[Registros de cuadros delimitadores]
+ + + +
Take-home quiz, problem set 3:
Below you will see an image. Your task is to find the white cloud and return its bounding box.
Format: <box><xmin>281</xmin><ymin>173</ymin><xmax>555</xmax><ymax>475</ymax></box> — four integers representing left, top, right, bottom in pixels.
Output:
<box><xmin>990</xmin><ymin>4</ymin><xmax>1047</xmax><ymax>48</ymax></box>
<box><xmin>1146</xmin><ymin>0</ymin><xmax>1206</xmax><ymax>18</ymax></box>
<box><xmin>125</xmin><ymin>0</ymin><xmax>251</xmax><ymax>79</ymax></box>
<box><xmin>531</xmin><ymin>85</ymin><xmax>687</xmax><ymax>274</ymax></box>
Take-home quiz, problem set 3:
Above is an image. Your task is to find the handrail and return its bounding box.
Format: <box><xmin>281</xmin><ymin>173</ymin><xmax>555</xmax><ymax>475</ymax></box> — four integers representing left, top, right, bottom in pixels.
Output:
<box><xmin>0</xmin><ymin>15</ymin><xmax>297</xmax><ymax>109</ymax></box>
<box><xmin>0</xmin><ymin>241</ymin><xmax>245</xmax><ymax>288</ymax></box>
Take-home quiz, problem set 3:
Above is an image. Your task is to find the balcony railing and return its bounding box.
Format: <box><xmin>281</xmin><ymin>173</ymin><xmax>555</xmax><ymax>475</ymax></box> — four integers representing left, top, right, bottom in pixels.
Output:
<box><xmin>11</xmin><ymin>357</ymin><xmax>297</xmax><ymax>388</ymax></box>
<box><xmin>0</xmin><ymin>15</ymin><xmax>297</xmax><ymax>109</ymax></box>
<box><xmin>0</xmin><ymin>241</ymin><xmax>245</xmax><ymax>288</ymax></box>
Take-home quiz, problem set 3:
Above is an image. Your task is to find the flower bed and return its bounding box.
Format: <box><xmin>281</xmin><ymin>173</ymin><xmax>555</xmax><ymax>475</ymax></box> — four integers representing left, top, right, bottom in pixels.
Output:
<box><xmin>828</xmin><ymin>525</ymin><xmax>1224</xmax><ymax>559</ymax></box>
+ + + +
• _Qué se pide_: Expresa todas las entradas anteriores como un CSV de dos columnas, enunciado y respuesta, con una fila por entrada. Pon el texto de cada entrada y su respuesta cada uno en un solo campo entre comillas, cambiando los saltos de línea por espacios.

• _Respuesta_:
enunciado,respuesta
"Take-home quiz, problem set 3: Below you will see an image. Your task is to find the white cloud and return its bounding box. Format: <box><xmin>281</xmin><ymin>173</ymin><xmax>555</xmax><ymax>475</ymax></box> — four integers representing left, top, right, bottom in pixels. Output:","<box><xmin>990</xmin><ymin>4</ymin><xmax>1047</xmax><ymax>48</ymax></box> <box><xmin>1146</xmin><ymin>0</ymin><xmax>1206</xmax><ymax>18</ymax></box> <box><xmin>125</xmin><ymin>0</ymin><xmax>251</xmax><ymax>79</ymax></box> <box><xmin>531</xmin><ymin>85</ymin><xmax>687</xmax><ymax>274</ymax></box>"
"Take-home quiz, problem set 3: Above is an image. Your task is to find the handrail and return its bounding box. Format: <box><xmin>281</xmin><ymin>173</ymin><xmax>555</xmax><ymax>475</ymax></box> — four integers representing left, top, right, bottom in pixels. Output:","<box><xmin>0</xmin><ymin>15</ymin><xmax>297</xmax><ymax>109</ymax></box> <box><xmin>0</xmin><ymin>241</ymin><xmax>245</xmax><ymax>288</ymax></box>"
"Take-home quiz, problem set 3: Above is an image. Your task is to find the balcony railing and return its bounding box. Format: <box><xmin>281</xmin><ymin>173</ymin><xmax>555</xmax><ymax>475</ymax></box> — four integers representing left, top, right, bottom in pixels. Output:","<box><xmin>11</xmin><ymin>357</ymin><xmax>297</xmax><ymax>388</ymax></box> <box><xmin>0</xmin><ymin>15</ymin><xmax>297</xmax><ymax>109</ymax></box> <box><xmin>0</xmin><ymin>241</ymin><xmax>245</xmax><ymax>288</ymax></box>"
"Take-home quiz, problem set 3: Above is an image. Your task is to find the flower bed and return its bounding box. Format: <box><xmin>281</xmin><ymin>173</ymin><xmax>555</xmax><ymax>475</ymax></box> — four integers representing left, top, right, bottom in pixels. Output:","<box><xmin>828</xmin><ymin>525</ymin><xmax>1224</xmax><ymax>559</ymax></box>"